DATA RECORDS ::
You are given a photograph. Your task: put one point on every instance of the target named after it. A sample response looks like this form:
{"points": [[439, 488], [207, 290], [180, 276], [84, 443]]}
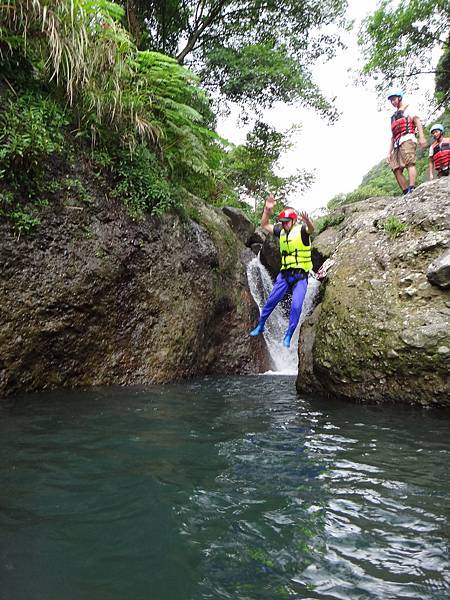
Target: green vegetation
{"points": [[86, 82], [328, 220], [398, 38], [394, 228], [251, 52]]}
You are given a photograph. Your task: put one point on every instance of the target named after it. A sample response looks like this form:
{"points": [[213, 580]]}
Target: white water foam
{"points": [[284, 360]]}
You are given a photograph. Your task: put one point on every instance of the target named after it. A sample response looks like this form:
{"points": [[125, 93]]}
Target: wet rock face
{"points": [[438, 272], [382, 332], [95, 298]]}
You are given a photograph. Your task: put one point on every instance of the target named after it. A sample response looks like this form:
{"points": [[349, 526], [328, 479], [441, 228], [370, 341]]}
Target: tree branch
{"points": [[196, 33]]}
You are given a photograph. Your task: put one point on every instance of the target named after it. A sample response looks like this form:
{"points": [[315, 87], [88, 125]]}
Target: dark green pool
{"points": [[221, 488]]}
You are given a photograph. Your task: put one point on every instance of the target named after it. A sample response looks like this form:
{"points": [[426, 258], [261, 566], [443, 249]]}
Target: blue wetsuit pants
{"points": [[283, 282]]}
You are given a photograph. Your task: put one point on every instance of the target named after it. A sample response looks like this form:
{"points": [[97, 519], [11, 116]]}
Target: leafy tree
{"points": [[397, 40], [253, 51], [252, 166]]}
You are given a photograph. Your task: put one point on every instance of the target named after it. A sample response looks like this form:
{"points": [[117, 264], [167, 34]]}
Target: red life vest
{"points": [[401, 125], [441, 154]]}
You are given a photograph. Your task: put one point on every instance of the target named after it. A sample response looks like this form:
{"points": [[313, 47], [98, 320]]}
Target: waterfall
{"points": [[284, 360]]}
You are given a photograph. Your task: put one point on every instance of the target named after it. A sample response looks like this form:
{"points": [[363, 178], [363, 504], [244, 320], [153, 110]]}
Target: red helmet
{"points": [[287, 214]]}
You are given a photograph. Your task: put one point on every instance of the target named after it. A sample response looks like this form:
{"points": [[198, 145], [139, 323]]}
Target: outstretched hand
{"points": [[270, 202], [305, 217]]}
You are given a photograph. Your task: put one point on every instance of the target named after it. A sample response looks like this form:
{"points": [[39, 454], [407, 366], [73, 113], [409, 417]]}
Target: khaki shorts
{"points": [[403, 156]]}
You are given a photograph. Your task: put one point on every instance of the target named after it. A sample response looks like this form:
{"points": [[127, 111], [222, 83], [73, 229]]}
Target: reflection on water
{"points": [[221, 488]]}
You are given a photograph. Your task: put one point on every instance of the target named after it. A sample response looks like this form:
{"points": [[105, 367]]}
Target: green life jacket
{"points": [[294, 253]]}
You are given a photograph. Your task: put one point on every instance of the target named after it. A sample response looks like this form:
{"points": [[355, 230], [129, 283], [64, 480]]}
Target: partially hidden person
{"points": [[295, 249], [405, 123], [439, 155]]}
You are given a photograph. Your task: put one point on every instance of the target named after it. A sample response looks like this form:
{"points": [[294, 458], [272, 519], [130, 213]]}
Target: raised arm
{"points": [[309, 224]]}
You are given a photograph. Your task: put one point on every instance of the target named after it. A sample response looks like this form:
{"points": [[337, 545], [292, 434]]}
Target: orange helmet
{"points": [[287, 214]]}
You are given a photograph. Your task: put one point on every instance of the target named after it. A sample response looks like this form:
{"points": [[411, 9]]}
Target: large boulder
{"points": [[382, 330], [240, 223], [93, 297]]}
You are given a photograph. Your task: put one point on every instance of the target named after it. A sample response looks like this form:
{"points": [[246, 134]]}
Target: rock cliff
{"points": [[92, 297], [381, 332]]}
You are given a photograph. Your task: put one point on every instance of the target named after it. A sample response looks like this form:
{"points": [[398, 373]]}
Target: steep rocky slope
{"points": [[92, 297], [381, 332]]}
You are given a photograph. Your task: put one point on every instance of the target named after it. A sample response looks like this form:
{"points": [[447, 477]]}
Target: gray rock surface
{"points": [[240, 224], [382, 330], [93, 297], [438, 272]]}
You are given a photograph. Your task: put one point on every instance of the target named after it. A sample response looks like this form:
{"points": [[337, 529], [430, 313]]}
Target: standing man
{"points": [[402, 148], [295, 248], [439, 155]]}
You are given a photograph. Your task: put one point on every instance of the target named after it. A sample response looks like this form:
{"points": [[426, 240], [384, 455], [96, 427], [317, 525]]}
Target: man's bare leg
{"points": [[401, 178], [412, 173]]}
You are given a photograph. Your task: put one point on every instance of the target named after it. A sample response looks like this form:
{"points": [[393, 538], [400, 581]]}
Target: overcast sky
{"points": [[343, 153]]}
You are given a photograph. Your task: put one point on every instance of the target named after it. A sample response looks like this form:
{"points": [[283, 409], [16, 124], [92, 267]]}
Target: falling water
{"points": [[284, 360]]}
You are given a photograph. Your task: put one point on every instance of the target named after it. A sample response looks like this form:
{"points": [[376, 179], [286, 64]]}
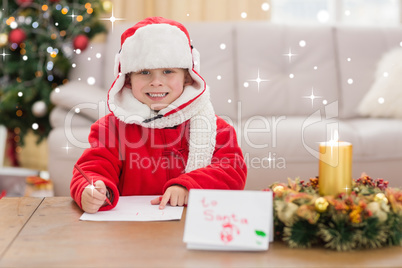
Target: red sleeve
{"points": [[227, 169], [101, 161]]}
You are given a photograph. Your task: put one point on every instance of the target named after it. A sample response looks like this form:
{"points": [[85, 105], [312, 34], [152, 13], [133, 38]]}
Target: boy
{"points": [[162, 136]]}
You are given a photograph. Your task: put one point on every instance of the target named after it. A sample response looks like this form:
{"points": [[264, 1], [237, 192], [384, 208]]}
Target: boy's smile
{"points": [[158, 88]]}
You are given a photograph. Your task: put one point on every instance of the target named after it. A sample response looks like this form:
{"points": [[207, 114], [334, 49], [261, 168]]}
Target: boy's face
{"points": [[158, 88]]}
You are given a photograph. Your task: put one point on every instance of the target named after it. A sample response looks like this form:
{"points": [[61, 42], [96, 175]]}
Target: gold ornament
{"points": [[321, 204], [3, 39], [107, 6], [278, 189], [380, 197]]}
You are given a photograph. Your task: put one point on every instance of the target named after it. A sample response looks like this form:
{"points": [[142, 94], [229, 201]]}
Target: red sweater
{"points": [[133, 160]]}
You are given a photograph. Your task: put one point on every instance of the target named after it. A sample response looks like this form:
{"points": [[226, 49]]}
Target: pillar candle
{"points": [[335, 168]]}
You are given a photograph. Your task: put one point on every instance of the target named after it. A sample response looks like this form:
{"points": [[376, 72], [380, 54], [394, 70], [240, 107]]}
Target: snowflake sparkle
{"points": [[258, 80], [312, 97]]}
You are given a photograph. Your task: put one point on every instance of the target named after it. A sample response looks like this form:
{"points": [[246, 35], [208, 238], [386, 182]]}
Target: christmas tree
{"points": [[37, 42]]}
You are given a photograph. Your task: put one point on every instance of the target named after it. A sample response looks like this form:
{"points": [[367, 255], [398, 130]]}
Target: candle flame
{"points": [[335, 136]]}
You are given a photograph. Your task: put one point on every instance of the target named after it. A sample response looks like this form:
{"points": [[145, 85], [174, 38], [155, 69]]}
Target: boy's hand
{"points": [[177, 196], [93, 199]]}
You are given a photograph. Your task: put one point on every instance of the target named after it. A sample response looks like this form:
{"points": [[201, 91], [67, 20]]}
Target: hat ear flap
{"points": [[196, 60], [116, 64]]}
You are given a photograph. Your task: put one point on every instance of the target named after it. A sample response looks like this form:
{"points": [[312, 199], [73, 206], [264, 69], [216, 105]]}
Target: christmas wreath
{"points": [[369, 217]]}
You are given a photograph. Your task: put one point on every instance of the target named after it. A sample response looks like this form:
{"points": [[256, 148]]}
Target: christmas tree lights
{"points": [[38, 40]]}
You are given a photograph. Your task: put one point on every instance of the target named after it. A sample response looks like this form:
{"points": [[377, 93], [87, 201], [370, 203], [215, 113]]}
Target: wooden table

THE REQUEST :: Pick out every line in the records that contains the word "green" and copy each one.

ANSWER TO THIS PROBLEM ::
Target: green vegetation
Target: dark green pool
Target: green life jacket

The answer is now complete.